• _EXERCISE TASK_
Reproduce every one of the items below word for word, omitting the pictures.

Image boundary labeling items
'''

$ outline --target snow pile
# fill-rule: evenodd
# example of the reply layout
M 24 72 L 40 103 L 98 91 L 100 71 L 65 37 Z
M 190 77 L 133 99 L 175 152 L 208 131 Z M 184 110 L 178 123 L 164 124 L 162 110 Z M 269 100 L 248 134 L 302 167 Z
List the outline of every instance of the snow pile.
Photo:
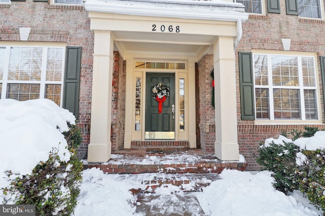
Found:
M 95 168 L 85 170 L 75 215 L 133 215 L 135 208 L 131 203 L 135 201 L 129 190 L 141 186 L 128 177 L 128 175 L 104 174 Z
M 261 148 L 268 147 L 270 145 L 274 143 L 277 145 L 284 145 L 284 143 L 294 143 L 298 146 L 301 150 L 305 149 L 307 150 L 315 150 L 325 148 L 325 131 L 318 131 L 311 137 L 301 137 L 294 141 L 288 139 L 282 135 L 279 136 L 278 139 L 268 138 L 265 140 L 264 145 Z M 284 152 L 285 154 L 285 152 Z M 279 155 L 281 156 L 281 155 Z M 298 166 L 301 166 L 307 162 L 307 156 L 302 152 L 297 153 L 296 157 L 296 163 Z
M 278 139 L 267 139 L 264 146 L 266 147 L 270 146 L 270 144 L 272 142 L 278 145 L 283 145 L 284 142 L 294 143 L 302 150 L 315 150 L 323 149 L 325 148 L 325 131 L 318 131 L 312 137 L 301 137 L 294 141 L 292 141 L 290 139 L 280 135 Z
M 305 207 L 291 196 L 276 190 L 268 171 L 248 172 L 224 170 L 221 179 L 212 183 L 197 195 L 207 215 L 318 215 L 314 208 Z
M 48 99 L 0 100 L 0 188 L 8 185 L 4 178 L 6 170 L 30 174 L 40 161 L 47 160 L 53 147 L 58 149 L 60 160 L 69 161 L 71 155 L 61 133 L 69 130 L 67 121 L 75 121 L 72 113 Z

'''

• _RESULT OF THIS TASK_
$ outline --target snow pile
# fill-rule: evenodd
# example of the reply layout
M 24 72 L 40 103 L 98 91 L 100 71 L 65 37 Z
M 190 77 L 133 99 L 175 152 L 208 131 Z M 184 110 L 178 123 L 164 124 L 162 110 Z M 269 100 L 248 134 L 302 167 Z
List the outline of every instance of the snow pile.
Photo:
Found:
M 95 168 L 85 170 L 75 215 L 133 215 L 135 208 L 131 203 L 135 201 L 129 190 L 141 186 L 128 177 L 128 175 L 104 174 Z
M 261 148 L 268 147 L 270 145 L 274 143 L 277 145 L 284 145 L 284 143 L 294 143 L 298 146 L 301 150 L 305 149 L 307 150 L 315 150 L 325 148 L 325 131 L 318 131 L 311 137 L 301 137 L 294 141 L 288 139 L 282 135 L 279 136 L 278 139 L 268 138 L 265 140 L 264 145 Z M 284 152 L 285 154 L 285 152 Z M 279 155 L 281 156 L 281 155 Z M 298 166 L 301 166 L 307 162 L 307 156 L 302 152 L 297 153 L 296 157 L 296 163 Z
M 278 139 L 267 139 L 264 146 L 266 147 L 270 146 L 270 144 L 272 142 L 278 145 L 283 145 L 284 142 L 294 143 L 302 150 L 315 150 L 323 149 L 325 148 L 325 131 L 318 131 L 312 137 L 301 137 L 294 141 L 292 141 L 290 139 L 280 135 Z
M 305 207 L 291 196 L 276 190 L 268 171 L 248 172 L 224 170 L 221 179 L 212 183 L 197 195 L 207 215 L 318 215 L 314 208 Z
M 48 99 L 0 100 L 0 188 L 8 185 L 4 178 L 6 170 L 30 174 L 40 161 L 47 160 L 53 147 L 58 149 L 60 160 L 69 161 L 71 155 L 61 133 L 69 130 L 67 121 L 75 121 L 72 113 Z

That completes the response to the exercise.